> **DATA SHOWN**
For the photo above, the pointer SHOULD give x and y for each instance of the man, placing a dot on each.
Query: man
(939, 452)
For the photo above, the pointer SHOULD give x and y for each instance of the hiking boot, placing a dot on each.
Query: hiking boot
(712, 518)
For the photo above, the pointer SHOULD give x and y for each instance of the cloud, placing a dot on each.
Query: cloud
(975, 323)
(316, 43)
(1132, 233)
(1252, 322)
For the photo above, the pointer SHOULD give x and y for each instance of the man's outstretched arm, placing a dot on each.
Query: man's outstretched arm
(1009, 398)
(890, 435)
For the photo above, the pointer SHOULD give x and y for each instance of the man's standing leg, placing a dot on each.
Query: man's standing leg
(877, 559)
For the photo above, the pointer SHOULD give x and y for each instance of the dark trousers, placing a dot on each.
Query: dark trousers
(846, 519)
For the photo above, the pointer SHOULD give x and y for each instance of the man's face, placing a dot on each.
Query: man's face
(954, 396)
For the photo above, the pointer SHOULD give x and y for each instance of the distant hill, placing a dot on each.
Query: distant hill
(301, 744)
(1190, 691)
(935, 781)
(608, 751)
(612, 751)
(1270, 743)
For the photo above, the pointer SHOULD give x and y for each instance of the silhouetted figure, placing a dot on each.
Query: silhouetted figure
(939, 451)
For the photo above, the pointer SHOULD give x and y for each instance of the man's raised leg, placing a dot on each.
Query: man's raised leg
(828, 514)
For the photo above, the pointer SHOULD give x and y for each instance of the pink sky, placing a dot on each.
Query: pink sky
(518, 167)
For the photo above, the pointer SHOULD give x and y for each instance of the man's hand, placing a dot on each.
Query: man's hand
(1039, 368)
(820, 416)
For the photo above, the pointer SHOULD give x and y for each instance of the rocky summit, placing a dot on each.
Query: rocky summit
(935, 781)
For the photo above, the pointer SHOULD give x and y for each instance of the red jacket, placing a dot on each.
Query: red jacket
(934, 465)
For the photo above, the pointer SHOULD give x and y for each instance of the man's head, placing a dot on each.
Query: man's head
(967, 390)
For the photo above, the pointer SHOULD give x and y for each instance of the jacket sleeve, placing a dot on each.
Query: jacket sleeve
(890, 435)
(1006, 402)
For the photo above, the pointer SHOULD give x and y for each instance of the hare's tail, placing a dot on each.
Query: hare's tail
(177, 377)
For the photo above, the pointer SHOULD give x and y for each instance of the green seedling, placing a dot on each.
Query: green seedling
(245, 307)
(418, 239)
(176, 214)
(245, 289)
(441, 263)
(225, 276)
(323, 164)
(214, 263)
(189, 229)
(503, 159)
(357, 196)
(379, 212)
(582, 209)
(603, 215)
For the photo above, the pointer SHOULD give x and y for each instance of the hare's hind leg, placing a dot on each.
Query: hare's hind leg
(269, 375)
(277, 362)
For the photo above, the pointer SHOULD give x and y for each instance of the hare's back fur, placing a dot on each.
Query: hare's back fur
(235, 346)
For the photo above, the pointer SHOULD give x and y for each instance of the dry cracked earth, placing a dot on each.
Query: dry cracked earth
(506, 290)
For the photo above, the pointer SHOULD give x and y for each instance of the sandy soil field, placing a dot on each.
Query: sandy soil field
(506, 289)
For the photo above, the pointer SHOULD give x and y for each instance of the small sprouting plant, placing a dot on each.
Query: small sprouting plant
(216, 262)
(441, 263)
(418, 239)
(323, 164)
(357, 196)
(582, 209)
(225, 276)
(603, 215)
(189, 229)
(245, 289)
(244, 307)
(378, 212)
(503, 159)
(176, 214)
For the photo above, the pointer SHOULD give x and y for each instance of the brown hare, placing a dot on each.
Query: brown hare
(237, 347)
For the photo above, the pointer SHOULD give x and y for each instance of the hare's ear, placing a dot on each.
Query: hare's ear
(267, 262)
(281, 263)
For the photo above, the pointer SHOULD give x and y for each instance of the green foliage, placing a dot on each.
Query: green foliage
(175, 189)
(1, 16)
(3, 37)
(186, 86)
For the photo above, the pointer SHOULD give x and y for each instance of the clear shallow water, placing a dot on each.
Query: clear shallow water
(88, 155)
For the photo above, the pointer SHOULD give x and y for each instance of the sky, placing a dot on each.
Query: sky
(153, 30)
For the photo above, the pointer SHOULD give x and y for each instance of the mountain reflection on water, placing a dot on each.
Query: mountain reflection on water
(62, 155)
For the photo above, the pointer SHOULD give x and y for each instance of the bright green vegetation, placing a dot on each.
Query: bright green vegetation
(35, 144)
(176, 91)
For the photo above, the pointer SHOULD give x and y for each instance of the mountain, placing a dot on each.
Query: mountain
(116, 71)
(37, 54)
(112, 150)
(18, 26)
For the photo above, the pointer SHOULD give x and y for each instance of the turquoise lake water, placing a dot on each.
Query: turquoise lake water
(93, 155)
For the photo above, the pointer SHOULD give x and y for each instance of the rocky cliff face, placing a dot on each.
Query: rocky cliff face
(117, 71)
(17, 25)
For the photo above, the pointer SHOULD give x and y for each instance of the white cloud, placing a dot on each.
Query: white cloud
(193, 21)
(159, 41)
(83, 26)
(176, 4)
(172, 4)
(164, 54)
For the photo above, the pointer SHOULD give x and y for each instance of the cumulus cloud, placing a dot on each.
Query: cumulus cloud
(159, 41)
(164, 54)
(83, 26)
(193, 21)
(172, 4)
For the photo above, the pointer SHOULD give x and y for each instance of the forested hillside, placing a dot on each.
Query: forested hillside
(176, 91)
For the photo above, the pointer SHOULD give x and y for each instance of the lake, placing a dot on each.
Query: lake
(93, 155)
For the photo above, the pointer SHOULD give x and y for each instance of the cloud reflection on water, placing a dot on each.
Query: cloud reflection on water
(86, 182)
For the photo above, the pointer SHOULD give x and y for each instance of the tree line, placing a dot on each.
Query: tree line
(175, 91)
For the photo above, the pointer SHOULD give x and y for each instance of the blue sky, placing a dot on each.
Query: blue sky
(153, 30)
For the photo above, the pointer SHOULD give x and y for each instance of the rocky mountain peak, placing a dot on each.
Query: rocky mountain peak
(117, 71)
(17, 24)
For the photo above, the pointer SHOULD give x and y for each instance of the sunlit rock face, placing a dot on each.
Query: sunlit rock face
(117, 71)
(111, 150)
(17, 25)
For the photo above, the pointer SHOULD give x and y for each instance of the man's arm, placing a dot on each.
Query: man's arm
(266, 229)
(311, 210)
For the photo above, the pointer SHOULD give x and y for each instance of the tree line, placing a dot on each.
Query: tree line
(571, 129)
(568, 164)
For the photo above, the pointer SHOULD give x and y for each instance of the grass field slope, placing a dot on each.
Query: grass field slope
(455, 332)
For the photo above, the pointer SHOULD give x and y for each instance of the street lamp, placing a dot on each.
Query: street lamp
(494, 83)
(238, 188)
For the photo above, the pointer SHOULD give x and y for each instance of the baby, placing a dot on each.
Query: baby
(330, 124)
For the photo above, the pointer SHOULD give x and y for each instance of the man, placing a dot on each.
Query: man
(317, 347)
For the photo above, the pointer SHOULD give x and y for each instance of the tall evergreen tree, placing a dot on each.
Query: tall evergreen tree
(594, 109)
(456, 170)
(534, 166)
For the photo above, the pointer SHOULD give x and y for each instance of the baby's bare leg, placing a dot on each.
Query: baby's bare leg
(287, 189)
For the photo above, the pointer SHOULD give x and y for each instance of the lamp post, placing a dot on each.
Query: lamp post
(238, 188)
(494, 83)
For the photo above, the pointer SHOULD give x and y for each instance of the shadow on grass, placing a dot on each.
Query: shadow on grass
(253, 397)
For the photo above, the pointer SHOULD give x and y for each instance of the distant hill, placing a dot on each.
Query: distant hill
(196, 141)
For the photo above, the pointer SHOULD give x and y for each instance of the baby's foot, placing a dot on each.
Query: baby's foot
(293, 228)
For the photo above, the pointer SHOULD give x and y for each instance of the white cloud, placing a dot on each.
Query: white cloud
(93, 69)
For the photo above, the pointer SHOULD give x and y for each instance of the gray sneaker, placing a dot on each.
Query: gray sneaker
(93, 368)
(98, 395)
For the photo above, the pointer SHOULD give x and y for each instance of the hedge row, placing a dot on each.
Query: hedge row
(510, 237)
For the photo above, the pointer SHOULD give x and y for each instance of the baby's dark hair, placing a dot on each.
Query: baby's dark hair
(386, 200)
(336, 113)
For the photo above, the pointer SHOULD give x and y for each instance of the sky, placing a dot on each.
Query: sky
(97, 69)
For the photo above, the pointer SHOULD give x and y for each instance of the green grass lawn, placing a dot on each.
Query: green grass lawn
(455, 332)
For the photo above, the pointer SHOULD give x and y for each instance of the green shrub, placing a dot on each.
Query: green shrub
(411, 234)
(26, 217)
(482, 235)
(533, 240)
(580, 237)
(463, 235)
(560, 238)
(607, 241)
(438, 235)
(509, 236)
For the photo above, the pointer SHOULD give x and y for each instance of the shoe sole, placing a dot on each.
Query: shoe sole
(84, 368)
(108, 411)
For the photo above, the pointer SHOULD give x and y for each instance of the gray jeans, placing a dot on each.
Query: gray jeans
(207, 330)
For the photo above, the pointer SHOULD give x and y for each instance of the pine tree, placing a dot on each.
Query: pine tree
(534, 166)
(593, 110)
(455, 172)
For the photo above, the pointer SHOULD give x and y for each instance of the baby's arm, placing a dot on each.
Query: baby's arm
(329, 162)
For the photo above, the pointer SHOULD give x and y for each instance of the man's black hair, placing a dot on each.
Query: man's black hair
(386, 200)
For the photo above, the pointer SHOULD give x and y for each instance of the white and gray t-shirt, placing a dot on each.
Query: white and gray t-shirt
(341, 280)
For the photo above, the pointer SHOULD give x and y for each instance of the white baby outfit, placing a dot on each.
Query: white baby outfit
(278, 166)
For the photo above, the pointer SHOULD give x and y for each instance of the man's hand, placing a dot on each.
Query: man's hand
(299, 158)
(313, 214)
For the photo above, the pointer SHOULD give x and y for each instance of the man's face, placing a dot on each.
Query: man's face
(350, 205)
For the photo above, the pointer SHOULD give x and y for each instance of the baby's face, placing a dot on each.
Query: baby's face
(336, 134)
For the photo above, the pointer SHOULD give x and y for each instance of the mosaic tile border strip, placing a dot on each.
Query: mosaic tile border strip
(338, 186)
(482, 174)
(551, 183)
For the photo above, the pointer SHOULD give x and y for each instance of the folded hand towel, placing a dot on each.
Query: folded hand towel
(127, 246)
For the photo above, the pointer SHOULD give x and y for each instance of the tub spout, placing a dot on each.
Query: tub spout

> **WHAT YOU SHOULD DO**
Take the lines from the one containing "baby's face, placing a dot on each." to the last line of the material above and write them out exactly.

> **TASK RESULT**
For the photo above, the pointer SHOULD give x and y for each instance of the baby's face, placing a dot on each.
Query: baby's face
(336, 134)
For the photo above, the pointer SHOULD give x and y for each instance of the mosaic tile border strip, placing a dot on each.
Query: mosaic tile border strip
(338, 186)
(482, 174)
(551, 183)
For the photo above, the pointer SHOULD give x and y for each instance of the folded hand towel, placing a dot on each.
Query: folded hand towel
(127, 246)
For the photo above, the pointer SHOULD give x and y for each instance of the tub spout, placing a dot on each.
Query: tub spout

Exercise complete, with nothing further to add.